Updated November, 2022
File A3-50

Specialty Grain Terms

Act of God - Contract term whereby the grower is not obligated to deliver or pay for a shortage of contracted production in the event of poor yields due to weather or other uncontrollable factors.

Approved list - End-user’s list of preferred hybrids and/or varieties. Hybrids and varieties on approved lists have characteristics that best meet the specific needs of the end-use buyer. Many users of food grade corn and food grade soybeans have approved lists.

Composition-based grain marketing - The marketing of commodities based on the value of their various feed components, such as the starch and oil in corn. Traditional market grades or standards do not separately value the traits, and the issue of changing the way grains are priced and marketed has received considerable attention over the years.

End-user - Users of grain or grain products. End-users can be broadly categorized as food companies, feed companies, livestock producers, and grain processors.

End-use tailored variety - Another way of describing identity preservation. Here, however, the focus is on the plant breeding or genetic engineering that brings added value through a particular crop trait. High-oil corn, with its higher value as an animal feed component, is an example of an end-use-tailored variety.

Grower contract - A contract between a grower and contractor for production of a specific type, quality, and amount of grain or other product. Most grower contracts are for a specified number of acres in which the contractor is obligated to purchase the entire production. Some grower contracts, however, are for a specified volume of grain.

Identity preserved (IP) grain - Grain (or oilseeds) segregated and handled separately from commodity grain. IP grain typically has characteristics that are desirable for specific end uses and needs to be segregated in order to preserve those traits and their value. To preserve a product’s unique traits or value, identity preservation demands significant steps during production, harvesting, storage and processing to segregate the crop from other varieties.

Multi-media residue (MMR) screen - A series of chemical analyses made on grain or similar products to determine the presence of chemical residues.

* _WHAT TO WORK ON_: Summarize the specialty grain terms in two sentences.

* _MATERIAL SHOWN_:
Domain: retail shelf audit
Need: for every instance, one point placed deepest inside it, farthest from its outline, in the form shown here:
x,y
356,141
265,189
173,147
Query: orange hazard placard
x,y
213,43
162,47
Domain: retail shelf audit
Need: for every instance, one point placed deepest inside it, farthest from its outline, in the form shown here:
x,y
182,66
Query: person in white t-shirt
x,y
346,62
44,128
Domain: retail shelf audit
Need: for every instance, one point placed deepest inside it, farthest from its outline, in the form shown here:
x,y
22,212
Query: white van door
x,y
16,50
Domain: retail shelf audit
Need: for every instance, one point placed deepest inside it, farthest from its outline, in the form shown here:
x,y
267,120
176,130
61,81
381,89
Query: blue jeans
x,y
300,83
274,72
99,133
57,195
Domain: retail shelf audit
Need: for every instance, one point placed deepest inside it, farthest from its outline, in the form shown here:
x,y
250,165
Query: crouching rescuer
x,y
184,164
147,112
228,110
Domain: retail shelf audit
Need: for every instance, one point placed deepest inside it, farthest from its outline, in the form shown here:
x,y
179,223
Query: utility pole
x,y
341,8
==
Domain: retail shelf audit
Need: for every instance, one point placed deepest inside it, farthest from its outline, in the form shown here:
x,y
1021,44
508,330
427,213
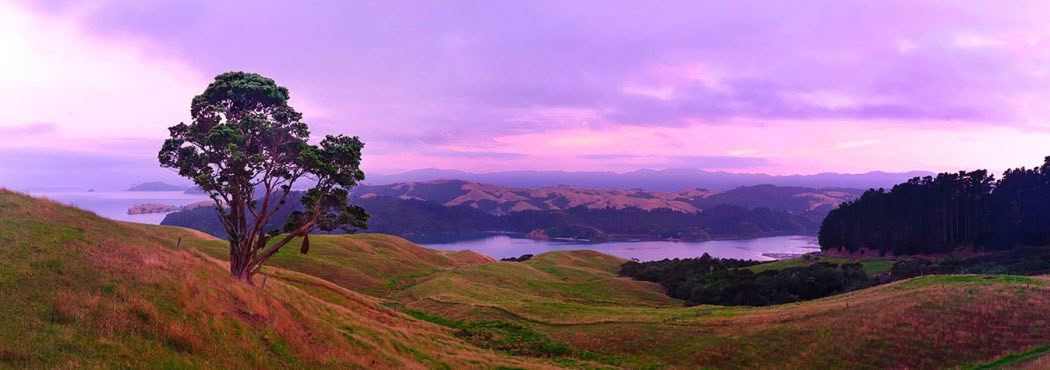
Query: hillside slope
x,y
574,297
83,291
--
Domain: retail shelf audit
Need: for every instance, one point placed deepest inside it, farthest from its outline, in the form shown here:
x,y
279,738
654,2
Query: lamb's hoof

* _ANSWER TO THIS TASK_: An Act of God clause frees a grower from delivering or paying for a shortfall caused by poor yields from weather or other uncontrollable factors, and most grower contracts cover a specified number of acres whose entire production the contractor must buy. Identity preserved grain is segregated from commodity grain during production, harvesting, storage and processing to keep traits valued for specific end uses, and end-users include food companies, feed companies, livestock producers and grain processors.